(Pointing records)
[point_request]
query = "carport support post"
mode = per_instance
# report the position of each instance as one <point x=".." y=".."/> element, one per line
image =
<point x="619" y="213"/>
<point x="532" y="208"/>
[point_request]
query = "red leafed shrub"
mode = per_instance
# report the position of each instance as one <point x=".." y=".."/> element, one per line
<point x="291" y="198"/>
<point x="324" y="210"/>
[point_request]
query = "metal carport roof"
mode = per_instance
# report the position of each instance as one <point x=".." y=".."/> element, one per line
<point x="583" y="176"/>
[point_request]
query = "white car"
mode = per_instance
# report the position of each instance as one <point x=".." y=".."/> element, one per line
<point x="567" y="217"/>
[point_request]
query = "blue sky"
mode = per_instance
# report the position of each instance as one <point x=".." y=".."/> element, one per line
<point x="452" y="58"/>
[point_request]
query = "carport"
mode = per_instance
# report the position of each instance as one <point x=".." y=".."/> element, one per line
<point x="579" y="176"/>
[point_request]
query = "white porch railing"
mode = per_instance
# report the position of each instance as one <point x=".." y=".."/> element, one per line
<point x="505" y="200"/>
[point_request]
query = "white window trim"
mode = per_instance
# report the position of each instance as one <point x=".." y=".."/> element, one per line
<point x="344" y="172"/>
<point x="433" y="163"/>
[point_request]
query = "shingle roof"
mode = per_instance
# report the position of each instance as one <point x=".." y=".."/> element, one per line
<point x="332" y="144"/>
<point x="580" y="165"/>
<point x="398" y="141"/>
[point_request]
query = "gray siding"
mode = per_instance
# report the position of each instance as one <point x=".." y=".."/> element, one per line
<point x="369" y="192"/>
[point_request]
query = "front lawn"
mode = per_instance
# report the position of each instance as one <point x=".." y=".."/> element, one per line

■ What the task requires:
Please output the entire listing exactly as it stands.

■ Worked answer:
[point_request]
query = "carport support post"
mode = per_instance
# report the position of each instance as one <point x=".." y=".."/> element, one per line
image =
<point x="619" y="213"/>
<point x="532" y="208"/>
[point_request]
query = "red leafed shrub"
mode = per_instance
# report the position of each instance as one <point x=".." y=".."/> element, one per line
<point x="291" y="198"/>
<point x="324" y="210"/>
[point_request]
query = "metal carport roof"
mode = per_instance
# report the position of each instance as one <point x=".." y=".."/> element, one per line
<point x="583" y="176"/>
[point_request]
query = "white car"
mode = per_instance
# report the position of each instance as one <point x=".." y=".."/> element, one per line
<point x="567" y="217"/>
[point_request]
query = "blue sky"
mode = per_instance
# report the position of each instance as one <point x=".." y=".."/> element, one per line
<point x="452" y="58"/>
[point_request]
query = "carport"
mode = per_instance
# report the position of each instance as one <point x=".." y=".."/> element, one per line
<point x="579" y="176"/>
[point_request]
query = "white porch railing"
mode = per_instance
# report the position of each instance as one <point x=".." y=".."/> element, one per line
<point x="505" y="200"/>
[point_request]
query = "white window trim"
mode = per_instance
# report the position of each instance as one <point x=".." y=".."/> element, one per line
<point x="344" y="172"/>
<point x="433" y="163"/>
[point_request]
query = "shingle roof"
mode = per_instance
# report the position of each instance as one <point x=".." y=".."/> element, one per line
<point x="332" y="144"/>
<point x="580" y="165"/>
<point x="398" y="141"/>
[point_request]
query = "gray siding"
mode = per_instance
# report the position of each instance as one <point x=".." y=".."/> element, one per line
<point x="369" y="192"/>
[point_request]
query = "front lawn"
mode = per_instance
# report the position of each instance as one <point x=".." y=".."/> element, one per line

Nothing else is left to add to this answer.